- [Work to complete]
Copy out the following lines exactly as they appear, beginning at the line that contains "Each instance of the man in dark" and stopping after the line that contains "[(643, 376), (779, 210), (671, 239), (483, 408)]".

- [Provided data]
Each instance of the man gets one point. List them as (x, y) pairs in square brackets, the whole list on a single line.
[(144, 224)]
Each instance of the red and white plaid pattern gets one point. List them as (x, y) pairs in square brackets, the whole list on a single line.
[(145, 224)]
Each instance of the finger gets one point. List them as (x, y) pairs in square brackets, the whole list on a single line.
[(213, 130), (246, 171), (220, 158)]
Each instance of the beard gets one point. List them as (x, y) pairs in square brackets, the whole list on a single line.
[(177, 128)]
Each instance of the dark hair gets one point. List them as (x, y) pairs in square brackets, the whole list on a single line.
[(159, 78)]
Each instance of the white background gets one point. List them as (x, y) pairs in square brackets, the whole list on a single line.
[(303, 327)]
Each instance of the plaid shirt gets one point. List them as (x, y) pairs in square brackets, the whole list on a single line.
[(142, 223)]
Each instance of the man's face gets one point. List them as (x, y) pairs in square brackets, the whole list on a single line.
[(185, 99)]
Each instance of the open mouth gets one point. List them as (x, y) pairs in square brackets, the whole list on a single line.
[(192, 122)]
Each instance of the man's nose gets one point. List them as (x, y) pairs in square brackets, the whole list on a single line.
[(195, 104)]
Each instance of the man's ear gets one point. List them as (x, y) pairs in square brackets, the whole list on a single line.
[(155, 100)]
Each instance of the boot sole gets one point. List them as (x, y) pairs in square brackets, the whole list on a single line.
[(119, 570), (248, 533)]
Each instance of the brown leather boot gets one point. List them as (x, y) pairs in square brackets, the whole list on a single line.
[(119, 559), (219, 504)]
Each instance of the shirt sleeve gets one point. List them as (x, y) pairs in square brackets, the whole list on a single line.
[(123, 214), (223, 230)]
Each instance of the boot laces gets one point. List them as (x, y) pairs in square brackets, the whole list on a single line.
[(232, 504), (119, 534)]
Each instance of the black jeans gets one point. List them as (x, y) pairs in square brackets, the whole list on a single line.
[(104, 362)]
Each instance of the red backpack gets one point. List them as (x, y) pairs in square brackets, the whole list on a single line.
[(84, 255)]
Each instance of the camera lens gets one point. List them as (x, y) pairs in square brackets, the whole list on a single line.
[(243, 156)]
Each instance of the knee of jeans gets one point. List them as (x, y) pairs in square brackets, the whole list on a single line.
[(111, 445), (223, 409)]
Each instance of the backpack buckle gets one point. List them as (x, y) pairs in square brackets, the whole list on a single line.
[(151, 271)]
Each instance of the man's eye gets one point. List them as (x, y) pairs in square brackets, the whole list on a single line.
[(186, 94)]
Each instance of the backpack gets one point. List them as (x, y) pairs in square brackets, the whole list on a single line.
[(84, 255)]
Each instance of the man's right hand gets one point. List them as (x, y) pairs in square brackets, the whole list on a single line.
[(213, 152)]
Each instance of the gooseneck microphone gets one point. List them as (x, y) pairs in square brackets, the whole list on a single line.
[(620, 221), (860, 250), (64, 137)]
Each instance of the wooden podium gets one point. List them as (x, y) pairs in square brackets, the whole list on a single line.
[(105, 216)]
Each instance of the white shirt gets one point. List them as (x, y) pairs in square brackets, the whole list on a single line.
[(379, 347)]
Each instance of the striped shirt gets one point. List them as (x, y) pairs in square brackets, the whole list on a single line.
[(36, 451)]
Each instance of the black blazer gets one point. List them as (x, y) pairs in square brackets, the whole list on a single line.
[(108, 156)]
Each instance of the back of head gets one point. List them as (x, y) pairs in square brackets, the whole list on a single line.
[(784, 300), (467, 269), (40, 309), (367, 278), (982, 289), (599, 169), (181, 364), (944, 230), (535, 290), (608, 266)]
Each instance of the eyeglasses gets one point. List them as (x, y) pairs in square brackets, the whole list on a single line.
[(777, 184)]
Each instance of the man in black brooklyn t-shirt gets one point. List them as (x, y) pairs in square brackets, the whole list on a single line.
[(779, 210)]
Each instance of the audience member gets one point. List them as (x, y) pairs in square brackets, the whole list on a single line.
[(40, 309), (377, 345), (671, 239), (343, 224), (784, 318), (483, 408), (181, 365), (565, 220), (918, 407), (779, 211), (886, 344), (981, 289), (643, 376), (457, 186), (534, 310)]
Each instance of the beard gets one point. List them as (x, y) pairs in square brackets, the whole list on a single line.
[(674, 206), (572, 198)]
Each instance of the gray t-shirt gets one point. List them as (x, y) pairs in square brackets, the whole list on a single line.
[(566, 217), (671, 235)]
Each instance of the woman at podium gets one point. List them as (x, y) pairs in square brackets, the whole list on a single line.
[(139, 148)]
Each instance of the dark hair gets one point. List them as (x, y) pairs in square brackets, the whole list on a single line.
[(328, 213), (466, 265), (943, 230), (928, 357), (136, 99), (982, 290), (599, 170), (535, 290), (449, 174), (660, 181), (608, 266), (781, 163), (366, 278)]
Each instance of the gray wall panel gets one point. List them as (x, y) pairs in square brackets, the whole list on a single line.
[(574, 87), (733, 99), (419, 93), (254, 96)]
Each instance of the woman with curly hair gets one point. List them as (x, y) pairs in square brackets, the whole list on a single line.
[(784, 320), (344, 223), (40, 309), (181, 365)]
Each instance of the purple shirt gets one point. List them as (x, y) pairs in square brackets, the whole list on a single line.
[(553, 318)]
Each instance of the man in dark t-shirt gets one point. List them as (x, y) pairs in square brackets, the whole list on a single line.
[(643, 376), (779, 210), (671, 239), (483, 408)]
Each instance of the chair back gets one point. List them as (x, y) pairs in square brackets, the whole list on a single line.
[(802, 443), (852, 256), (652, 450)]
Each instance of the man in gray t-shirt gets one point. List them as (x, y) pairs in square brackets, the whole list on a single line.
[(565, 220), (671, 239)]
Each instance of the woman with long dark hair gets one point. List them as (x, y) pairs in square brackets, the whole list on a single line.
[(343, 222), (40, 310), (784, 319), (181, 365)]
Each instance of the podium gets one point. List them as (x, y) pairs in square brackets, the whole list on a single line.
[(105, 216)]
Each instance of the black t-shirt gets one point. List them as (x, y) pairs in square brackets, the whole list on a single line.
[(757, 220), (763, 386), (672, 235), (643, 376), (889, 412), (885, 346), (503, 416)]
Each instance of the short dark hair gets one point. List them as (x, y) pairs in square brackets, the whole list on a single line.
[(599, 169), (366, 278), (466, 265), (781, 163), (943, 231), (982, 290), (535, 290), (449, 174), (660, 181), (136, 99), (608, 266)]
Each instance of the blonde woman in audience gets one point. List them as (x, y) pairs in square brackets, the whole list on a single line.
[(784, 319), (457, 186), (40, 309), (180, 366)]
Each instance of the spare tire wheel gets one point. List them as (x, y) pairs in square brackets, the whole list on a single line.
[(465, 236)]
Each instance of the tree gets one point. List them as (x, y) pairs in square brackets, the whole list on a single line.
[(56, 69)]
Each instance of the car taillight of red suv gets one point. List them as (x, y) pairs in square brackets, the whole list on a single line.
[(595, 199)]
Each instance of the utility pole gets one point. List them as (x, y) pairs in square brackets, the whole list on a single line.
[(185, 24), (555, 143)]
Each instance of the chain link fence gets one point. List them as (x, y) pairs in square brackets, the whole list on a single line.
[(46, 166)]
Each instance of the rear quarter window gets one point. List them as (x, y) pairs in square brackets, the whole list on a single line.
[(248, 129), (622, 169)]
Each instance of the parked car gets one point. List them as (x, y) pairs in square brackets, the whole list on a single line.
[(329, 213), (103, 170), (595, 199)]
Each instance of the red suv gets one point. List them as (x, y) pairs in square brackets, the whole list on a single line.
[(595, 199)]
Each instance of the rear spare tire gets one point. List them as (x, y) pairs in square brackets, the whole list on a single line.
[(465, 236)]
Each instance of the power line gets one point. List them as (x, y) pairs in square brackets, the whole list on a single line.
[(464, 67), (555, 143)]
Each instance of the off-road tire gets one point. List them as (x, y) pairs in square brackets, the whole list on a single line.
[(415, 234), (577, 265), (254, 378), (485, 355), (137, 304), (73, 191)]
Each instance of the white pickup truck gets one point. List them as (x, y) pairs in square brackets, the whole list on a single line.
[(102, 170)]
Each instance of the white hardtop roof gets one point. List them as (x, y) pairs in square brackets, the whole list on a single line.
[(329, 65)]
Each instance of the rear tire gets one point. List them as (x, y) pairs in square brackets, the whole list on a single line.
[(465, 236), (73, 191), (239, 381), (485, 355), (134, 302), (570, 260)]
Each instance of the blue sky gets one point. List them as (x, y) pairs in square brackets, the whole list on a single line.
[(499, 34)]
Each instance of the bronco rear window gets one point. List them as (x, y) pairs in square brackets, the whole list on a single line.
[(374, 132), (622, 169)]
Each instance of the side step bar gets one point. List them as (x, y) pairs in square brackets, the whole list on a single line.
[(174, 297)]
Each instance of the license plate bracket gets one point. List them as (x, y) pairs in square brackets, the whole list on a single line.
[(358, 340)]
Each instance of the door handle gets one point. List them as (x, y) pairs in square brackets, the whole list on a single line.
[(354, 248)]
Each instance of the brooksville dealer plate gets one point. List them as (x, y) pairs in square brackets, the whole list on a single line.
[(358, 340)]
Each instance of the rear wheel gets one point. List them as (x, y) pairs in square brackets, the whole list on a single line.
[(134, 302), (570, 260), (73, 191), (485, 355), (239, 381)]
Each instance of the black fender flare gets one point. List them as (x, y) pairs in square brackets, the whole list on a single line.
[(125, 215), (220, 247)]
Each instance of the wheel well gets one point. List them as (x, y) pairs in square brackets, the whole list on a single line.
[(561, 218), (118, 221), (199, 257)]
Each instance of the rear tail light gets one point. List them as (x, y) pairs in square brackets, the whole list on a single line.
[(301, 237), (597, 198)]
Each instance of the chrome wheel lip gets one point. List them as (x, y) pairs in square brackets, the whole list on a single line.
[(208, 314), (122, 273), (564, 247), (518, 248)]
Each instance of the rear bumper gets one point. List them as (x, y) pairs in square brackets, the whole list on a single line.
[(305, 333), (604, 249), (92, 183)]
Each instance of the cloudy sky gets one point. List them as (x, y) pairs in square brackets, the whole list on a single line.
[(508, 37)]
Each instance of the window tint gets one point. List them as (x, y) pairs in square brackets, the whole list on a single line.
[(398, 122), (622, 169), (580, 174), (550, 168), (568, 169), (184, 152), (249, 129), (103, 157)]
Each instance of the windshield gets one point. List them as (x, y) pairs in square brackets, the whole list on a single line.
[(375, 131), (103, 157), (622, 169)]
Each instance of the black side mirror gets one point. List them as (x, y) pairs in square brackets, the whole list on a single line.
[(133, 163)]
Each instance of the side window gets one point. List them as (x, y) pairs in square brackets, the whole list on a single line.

- [Answer to this exercise]
Each instance of the man in dark t-shirt gets one point. List them as (x, y) pairs in square brackets, the whole list on a single line.
[(643, 376), (779, 210), (671, 239), (483, 408)]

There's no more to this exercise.